#### Task A
In the text on psychiatric boarding, by how many days does the motion ask the court to delay the effective date of its ruling?
#### Task B
Transcribe the text on psychiatric boarding, starting with "On Friday Attorney" and going on through "care is available.".

#### Selected text
On Friday Attorney General Bob Ferguson, in conjunction with a broad coalition of organizations, filed a motion in the Washington State Supreme Court to address the impacts of the court’s recent decision on psychiatric boarding. The motion asks the court to delay the effect of its decision so that the state can implement Governor Jay Inslee’s plan to make sure alternative care is available.
A broad coalition of hospitals, healthcare organizations and disability rights groups joined today’s motion. All of these groups had earlier asked the court to end psychiatric boarding. They nonetheless joined this request to ensure that the practice can be ended in a responsible manner, through implementation of a plan developed by the state Department of Social and Health Services. As the first step in that plan, Inslee today approved the immediate expenditure of $30 million for DSHS to purchase mental health services for some of the patients currently involuntarily detained.
The state respects the court’s ruling, but is aware that immediate implementation without alternatives in place could cause severe negative consequences. As a result the state, healthcare providers, hospitals and disability rights organizations are asking the court to delay the effective date of its ruling by 120 days to give the system time to adapt.
“My office wants to ensure the state is able to implement the court’s decision in a way that protects vulnerable individuals, public safety and healthcare providers,” said Ferguson. “No one would benefit from the release of people in mental health crisis without treatment. We hope the court will see the broad consensus in support of this motion and grant it.”

(Natural-language descriptions of regions)

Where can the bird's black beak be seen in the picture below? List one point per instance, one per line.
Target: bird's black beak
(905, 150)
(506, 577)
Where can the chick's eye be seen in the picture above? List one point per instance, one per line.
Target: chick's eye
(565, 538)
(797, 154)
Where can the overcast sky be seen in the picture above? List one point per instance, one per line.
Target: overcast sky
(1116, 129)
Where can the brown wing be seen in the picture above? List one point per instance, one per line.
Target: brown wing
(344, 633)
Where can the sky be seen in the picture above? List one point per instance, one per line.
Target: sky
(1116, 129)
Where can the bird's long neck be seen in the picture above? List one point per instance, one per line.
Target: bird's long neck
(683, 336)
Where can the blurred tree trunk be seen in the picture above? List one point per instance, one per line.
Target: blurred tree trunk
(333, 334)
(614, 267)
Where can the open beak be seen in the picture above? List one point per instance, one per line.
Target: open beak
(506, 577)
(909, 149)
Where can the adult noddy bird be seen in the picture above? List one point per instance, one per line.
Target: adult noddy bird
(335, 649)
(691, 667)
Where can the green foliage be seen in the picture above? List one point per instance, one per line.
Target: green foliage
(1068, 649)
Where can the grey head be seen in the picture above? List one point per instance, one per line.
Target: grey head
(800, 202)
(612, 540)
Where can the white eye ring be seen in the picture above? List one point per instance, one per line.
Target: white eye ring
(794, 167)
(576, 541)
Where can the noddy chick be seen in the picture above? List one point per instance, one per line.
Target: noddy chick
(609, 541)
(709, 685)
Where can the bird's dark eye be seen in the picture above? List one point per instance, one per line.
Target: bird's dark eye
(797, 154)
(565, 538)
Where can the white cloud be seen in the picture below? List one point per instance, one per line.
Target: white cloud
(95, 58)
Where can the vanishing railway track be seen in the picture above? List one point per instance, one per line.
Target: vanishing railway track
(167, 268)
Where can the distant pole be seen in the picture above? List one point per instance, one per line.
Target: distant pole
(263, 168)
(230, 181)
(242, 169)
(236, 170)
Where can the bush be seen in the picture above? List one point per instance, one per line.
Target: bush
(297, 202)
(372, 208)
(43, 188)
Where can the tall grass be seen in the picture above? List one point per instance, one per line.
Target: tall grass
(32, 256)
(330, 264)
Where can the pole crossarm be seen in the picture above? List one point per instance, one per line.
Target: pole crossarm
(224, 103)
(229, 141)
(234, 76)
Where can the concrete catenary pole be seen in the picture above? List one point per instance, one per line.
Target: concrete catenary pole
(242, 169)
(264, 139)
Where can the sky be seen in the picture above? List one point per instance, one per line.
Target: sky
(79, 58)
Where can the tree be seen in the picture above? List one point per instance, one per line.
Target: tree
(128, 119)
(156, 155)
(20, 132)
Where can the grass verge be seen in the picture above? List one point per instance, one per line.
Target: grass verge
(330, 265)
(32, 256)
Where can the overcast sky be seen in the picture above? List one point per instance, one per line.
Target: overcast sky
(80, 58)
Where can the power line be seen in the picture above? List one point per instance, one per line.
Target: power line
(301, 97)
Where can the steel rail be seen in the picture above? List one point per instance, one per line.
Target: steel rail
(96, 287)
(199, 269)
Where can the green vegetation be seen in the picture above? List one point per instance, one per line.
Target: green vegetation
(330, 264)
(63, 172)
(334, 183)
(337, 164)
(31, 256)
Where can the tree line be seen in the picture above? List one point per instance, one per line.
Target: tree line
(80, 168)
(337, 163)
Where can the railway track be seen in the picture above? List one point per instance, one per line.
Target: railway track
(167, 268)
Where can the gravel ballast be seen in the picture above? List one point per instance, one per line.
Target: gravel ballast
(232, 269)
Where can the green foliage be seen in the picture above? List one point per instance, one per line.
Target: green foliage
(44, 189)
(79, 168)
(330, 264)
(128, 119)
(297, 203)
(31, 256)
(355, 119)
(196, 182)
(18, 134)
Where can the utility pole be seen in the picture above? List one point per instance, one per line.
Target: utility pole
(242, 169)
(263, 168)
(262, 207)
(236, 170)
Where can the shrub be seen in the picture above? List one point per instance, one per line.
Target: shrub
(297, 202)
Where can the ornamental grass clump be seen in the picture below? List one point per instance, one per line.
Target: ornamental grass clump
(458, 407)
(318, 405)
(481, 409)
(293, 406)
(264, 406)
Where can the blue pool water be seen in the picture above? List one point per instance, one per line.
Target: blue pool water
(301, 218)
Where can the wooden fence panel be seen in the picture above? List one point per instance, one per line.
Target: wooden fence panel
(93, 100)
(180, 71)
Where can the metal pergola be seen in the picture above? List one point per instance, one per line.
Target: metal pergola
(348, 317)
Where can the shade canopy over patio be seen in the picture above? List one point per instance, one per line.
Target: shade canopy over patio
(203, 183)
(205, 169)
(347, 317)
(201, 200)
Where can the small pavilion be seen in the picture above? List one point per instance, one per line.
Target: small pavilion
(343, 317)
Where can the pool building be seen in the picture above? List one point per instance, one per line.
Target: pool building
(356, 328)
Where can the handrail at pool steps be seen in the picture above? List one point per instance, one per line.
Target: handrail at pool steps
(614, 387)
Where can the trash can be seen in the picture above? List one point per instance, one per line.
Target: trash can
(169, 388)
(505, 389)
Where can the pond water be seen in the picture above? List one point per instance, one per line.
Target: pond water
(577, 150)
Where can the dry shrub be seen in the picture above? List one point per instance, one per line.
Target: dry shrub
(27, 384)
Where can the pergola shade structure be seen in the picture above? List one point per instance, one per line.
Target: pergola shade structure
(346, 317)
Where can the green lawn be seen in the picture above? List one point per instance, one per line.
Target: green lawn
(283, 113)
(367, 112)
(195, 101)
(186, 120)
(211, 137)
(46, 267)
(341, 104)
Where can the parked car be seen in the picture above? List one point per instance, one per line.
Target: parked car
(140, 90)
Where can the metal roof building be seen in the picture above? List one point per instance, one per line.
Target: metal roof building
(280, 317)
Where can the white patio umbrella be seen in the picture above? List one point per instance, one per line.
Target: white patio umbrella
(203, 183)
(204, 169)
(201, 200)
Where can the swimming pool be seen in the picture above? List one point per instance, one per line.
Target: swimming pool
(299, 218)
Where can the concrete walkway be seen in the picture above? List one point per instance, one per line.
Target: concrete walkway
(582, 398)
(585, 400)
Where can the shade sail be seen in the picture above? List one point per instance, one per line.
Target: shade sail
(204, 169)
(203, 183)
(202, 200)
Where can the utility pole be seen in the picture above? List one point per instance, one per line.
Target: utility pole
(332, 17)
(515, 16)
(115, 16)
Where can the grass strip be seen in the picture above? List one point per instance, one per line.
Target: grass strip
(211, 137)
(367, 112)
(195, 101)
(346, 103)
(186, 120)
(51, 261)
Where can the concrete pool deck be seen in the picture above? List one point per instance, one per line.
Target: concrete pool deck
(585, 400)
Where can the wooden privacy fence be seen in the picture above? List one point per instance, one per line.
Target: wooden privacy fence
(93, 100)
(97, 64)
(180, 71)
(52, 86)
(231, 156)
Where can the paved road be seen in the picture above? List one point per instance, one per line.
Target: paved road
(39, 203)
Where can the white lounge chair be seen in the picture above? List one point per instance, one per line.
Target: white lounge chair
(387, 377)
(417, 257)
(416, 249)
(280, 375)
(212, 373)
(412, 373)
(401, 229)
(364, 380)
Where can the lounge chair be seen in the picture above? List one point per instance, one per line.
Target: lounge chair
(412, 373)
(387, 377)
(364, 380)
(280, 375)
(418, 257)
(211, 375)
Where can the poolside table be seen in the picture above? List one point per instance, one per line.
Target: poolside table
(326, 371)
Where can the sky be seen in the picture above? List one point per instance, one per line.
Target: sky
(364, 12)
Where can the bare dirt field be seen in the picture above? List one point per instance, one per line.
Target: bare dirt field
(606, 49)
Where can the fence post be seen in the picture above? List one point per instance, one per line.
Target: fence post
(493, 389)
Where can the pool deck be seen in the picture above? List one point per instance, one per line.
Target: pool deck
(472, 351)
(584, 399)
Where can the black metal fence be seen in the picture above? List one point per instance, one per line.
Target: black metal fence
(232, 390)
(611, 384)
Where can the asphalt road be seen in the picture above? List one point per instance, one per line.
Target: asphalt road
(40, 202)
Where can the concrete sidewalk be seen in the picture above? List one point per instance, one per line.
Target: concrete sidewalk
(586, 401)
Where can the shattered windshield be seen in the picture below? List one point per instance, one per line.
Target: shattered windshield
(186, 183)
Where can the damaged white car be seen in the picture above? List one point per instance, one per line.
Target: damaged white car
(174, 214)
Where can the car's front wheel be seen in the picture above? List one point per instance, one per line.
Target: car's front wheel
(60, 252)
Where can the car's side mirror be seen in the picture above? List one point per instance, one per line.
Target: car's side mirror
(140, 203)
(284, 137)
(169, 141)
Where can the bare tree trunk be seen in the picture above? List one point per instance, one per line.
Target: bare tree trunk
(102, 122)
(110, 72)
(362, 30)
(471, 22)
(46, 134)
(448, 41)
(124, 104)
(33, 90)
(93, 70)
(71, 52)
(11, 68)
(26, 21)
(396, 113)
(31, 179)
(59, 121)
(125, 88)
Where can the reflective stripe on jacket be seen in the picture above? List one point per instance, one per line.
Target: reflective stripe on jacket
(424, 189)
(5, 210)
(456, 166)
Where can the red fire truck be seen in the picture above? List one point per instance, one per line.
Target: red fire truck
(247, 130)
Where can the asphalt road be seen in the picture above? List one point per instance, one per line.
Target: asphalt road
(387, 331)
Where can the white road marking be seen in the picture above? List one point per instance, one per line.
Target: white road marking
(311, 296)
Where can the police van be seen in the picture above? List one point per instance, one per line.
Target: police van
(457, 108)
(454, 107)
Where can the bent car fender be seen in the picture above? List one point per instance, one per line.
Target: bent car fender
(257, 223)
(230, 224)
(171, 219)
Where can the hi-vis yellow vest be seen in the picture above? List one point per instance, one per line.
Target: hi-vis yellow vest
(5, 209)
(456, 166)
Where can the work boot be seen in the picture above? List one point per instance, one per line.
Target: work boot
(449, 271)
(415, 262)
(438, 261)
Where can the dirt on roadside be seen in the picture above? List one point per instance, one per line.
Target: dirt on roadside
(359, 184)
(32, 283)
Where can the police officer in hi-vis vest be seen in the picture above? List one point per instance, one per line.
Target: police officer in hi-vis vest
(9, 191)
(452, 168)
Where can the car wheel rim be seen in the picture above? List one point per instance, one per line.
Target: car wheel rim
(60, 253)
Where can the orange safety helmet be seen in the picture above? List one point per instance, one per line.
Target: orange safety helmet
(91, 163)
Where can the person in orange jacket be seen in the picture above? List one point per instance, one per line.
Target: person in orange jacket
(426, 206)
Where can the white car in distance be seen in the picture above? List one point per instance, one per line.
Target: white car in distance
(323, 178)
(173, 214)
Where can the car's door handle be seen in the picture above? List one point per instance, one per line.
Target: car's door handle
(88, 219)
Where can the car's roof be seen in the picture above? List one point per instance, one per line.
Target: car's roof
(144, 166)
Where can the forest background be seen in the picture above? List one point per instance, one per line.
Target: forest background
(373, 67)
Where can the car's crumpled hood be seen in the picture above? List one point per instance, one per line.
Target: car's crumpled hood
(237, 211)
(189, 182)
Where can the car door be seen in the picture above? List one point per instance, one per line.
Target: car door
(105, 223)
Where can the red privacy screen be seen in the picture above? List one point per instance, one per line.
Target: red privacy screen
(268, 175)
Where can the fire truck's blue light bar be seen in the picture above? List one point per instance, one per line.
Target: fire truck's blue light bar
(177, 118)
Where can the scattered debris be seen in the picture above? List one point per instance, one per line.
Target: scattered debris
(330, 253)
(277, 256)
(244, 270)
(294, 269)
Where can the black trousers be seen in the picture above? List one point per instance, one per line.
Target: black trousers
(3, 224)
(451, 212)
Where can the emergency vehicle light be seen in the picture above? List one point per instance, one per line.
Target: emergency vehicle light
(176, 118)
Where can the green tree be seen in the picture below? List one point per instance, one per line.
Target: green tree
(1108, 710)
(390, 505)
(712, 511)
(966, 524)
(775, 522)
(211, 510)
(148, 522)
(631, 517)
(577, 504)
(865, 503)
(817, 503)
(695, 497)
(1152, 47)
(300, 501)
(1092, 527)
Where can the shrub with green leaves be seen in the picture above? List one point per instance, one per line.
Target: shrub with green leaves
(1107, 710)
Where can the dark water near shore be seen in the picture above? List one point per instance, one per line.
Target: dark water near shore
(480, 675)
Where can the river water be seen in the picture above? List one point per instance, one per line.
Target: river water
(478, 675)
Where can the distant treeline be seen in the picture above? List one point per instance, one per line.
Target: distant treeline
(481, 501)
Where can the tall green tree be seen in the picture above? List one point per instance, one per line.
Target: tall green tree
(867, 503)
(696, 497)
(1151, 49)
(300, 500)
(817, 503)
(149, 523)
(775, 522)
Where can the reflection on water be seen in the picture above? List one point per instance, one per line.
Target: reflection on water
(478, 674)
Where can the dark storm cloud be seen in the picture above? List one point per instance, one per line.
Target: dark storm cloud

#### Your solution A
120 days.

#### Your solution B
On Friday Attorney General Bob Ferguson, in conjunction with a broad coalition of organizations, filed a motion in the Washington State Supreme Court to address the impacts of the court’s recent decision on psychiatric boarding. The motion asks the court to delay the effect of its decision so that the state can implement Governor Jay Inslee’s plan to make sure alternative care is available.